From: John (_You_ hide, they seek.) Mackin <john@civil.su.oz.au>
To: The rc Mailing List <rc@hawkwind.utcs.toronto.edu>,
Boyd Roberts <boyd@prl.dec.com>
Subject: compact - a history-file compaction command
Date: Sat, 3 Oct 1992 19:17:33 -0400 [thread overview]
Message-ID: <199210040917.15729.rc.baboz@civil.su.oz.au> (raw)
Here's my version. I'm sorry I didn't send it out much earlier and save
everyone the effort of writing those foul script versions :). Please
comment.
OK,
John.
# To unbundle, sh this file
echo README 1>&2
sed 's/.//' >README <<'//GO.SYSIN DD README'
-This is compact version 0.9, by John Mackin <john@civil.su.oz.au>.
-
--- What is compact?
-
-compact is a tool which analyses its input line-wise, and only outputs
-one copy of each duplicated line. Unlike uniq, compact detects duplicate
-lines even if they are not adjacent. Unlike sort | uniq, compact is stable
-with respect to the order of the lines; duplicated lines are output in the
-most recent (farthest along) position.
-
--- Why is that any use?
-
-I admit that I can't think offhand of any application for compact other
-than the specific one for which I wrote it. I hope your mileage varies :).
-
-It was written to compact shell history files. Some shells are able to
-simply append each command line to a file after it is read and before
-it is executed. This allows very simple, clean, and flexible implementation
-of history entirely outside the shell itself. With this kind of history,
-people seem to fall into two classes: those who like to throw their
-history away frequently (e.g., when a window or a login session dies),
-and those who like to keep it forever. I'm one of the latter. Of
-course, in that case, unless you do something about it your history
-file grows without bound. compact is what I do about it.
-
-It really helps; for a typical example, it shrinks one raw history file
-I have here from 164 000 characters to 67 000. In terms of lines, the
-saving is even more impressive, from 12 000 to 4 000 on the same example
-file. (This implies that rarer commands are longer, which is as it should
-be.)
-
-A history file that's compacted regularly still grows without bound,
-but the growth is much more under control.

PROMPT 1: In the post about compact, one raw history file shrinks from how many lines to how many?

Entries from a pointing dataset
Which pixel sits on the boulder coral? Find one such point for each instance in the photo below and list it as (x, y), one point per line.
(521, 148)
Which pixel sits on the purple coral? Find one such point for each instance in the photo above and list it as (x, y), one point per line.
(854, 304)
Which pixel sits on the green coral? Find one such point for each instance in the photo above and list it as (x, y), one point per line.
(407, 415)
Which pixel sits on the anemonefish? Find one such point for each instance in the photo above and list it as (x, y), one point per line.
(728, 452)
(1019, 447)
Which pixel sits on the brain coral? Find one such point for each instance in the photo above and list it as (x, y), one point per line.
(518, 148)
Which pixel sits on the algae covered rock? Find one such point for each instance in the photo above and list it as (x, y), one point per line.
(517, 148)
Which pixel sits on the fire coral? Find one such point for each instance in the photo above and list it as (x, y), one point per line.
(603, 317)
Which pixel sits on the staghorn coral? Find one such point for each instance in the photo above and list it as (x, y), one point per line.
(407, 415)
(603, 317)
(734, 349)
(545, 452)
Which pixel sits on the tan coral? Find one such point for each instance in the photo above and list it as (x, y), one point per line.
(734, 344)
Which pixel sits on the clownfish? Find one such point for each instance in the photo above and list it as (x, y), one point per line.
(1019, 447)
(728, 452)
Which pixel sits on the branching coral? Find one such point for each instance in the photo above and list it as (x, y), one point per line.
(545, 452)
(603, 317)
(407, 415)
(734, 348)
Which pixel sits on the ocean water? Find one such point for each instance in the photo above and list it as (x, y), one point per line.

PROMPT 2: Please report every line in the entries that contains the word "coral".

FINAL RESULT 1: From 12 000 lines to 4 000.

FINAL RESULT 2:
Which pixel sits on the boulder coral? Find one such point for each instance in the photo below and list it as (x, y), one point per line.
Which pixel sits on the purple coral? Find one such point for each instance in the photo above and list it as (x, y), one point per line.
Which pixel sits on the green coral? Find one such point for each instance in the photo above and list it as (x, y), one point per line.
Which pixel sits on the brain coral? Find one such point for each instance in the photo above and list it as (x, y), one point per line.
Which pixel sits on the fire coral? Find one such point for each instance in the photo above and list it as (x, y), one point per line.
Which pixel sits on the staghorn coral? Find one such point for each instance in the photo above and list it as (x, y), one point per line.
Which pixel sits on the tan coral? Find one such point for each instance in the photo above and list it as (x, y), one point per line.
Which pixel sits on the branching coral? Find one such point for each instance in the photo above and list it as (x, y), one point per line.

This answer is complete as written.